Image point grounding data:

'''

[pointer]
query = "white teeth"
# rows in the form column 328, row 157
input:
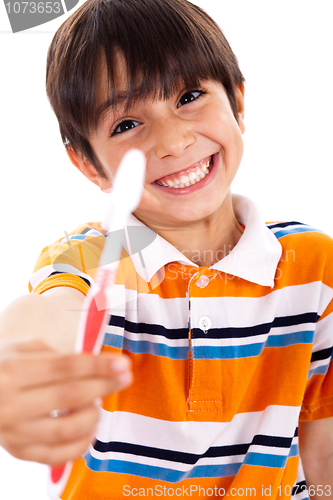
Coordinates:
column 192, row 178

'''

REQUIREMENT:
Print the entries above word for word, without pictures.

EXERCISE ANSWER:
[pointer]
query = "white teeth"
# rows in the form column 328, row 157
input:
Coordinates:
column 192, row 178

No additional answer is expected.